• To do
Copy everything below from the line containing "find the scattered" down to the line containing "left=39, top=120, right=652, bottom=731", increasing each bounding-box coordinate by 87 in the lines that hold only coordinates. Reproduce all the other lines in that span unchanged.

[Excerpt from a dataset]
>>
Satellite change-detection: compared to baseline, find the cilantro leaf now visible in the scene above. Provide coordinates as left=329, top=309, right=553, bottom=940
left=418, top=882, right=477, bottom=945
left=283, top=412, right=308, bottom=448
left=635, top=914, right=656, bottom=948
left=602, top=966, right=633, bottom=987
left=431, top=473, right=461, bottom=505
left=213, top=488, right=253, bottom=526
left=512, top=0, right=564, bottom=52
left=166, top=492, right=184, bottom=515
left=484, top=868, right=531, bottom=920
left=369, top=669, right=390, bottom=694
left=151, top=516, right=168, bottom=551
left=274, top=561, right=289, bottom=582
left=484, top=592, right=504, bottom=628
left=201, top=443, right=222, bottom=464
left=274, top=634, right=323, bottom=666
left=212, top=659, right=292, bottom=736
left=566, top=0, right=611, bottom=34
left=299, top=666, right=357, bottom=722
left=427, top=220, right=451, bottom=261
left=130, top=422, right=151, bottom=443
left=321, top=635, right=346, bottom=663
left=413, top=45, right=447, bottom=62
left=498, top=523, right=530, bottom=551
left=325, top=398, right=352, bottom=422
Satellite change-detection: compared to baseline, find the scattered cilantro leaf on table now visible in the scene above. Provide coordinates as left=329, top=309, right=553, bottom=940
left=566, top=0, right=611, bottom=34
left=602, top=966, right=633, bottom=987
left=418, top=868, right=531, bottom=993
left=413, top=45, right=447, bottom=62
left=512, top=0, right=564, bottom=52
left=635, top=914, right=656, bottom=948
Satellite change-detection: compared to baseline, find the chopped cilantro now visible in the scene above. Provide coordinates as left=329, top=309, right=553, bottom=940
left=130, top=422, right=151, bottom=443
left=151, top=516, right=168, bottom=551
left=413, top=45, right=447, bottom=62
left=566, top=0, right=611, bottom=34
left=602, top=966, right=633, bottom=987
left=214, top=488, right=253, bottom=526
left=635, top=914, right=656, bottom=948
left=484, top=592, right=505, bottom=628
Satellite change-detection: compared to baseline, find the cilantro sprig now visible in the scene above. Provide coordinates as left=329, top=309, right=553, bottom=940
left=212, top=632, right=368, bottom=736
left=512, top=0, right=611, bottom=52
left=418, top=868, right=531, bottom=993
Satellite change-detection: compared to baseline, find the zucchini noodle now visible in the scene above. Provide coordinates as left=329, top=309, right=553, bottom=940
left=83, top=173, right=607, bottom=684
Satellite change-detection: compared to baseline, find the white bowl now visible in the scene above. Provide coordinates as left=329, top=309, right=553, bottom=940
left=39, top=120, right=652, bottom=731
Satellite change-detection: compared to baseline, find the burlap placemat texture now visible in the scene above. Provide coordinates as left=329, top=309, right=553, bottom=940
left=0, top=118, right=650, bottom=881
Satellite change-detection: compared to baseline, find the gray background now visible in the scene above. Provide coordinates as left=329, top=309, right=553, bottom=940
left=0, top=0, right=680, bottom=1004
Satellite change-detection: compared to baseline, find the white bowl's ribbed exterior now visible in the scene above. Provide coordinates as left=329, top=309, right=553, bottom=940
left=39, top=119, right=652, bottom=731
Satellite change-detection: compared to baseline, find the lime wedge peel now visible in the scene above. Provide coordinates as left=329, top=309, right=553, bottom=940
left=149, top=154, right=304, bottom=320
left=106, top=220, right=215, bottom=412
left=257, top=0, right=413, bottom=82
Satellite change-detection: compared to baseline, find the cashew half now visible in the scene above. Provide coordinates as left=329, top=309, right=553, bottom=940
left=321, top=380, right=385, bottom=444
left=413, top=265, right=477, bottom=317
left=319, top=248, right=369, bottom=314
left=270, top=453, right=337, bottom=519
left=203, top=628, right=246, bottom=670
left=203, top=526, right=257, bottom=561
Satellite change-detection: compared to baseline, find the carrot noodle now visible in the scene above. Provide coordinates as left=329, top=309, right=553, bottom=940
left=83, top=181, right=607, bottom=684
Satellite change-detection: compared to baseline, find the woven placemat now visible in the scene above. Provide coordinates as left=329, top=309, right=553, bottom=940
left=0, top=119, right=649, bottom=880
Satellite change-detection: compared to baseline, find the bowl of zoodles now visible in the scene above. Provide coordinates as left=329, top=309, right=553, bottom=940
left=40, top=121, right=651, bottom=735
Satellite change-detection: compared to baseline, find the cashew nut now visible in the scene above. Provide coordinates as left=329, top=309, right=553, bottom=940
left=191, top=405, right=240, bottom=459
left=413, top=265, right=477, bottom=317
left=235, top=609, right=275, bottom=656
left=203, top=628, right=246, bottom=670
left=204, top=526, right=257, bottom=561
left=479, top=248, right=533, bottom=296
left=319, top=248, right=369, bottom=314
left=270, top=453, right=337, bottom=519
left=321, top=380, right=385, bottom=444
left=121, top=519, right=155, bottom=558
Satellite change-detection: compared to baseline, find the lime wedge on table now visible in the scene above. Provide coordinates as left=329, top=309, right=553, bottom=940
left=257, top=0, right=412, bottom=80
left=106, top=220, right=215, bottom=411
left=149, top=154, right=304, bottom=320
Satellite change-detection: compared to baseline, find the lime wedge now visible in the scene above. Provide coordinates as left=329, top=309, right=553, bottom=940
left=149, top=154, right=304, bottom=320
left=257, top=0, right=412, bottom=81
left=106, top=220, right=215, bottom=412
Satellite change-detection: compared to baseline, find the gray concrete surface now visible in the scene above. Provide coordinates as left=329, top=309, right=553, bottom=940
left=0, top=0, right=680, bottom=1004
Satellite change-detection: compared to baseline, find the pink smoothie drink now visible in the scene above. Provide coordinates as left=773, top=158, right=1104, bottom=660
<<
• Completed task
Satellite change-detection: compared to baseline, find the scattered cilantro leaf on table now visible in the scene above. Provide coordinates as left=329, top=309, right=553, bottom=940
left=653, top=87, right=698, bottom=121
left=689, top=1053, right=720, bottom=1074
left=505, top=955, right=618, bottom=1080
left=500, top=132, right=534, bottom=149
left=599, top=87, right=651, bottom=139
left=722, top=1001, right=743, bottom=1035
Satellite change-detection: compared to baseline, find the chopped cilantro now visible in the scene above. Provide coordinates as left=329, top=309, right=553, bottom=940
left=217, top=509, right=238, bottom=530
left=238, top=603, right=255, bottom=638
left=500, top=132, right=534, bottom=149
left=653, top=87, right=698, bottom=121
left=689, top=1053, right=720, bottom=1074
left=301, top=575, right=340, bottom=613
left=722, top=1001, right=743, bottom=1035
left=571, top=679, right=592, bottom=715
Satellite change-detection: compared to baseline, find the cilantro sprig now visible in the scene above. Provide coordinates as left=329, top=309, right=553, bottom=940
left=299, top=719, right=455, bottom=823
left=599, top=87, right=698, bottom=139
left=505, top=955, right=618, bottom=1080
Satellite change-detection: compared to baseline, find the zucchini noodle now visible in the scene above. Provide coordinates as left=329, top=309, right=553, bottom=940
left=170, top=260, right=694, bottom=771
Satellite change-detection: compared to baseline, find the white bowl now visible in the scene above. Provide coordinates as left=329, top=309, right=553, bottom=940
left=126, top=207, right=739, bottom=818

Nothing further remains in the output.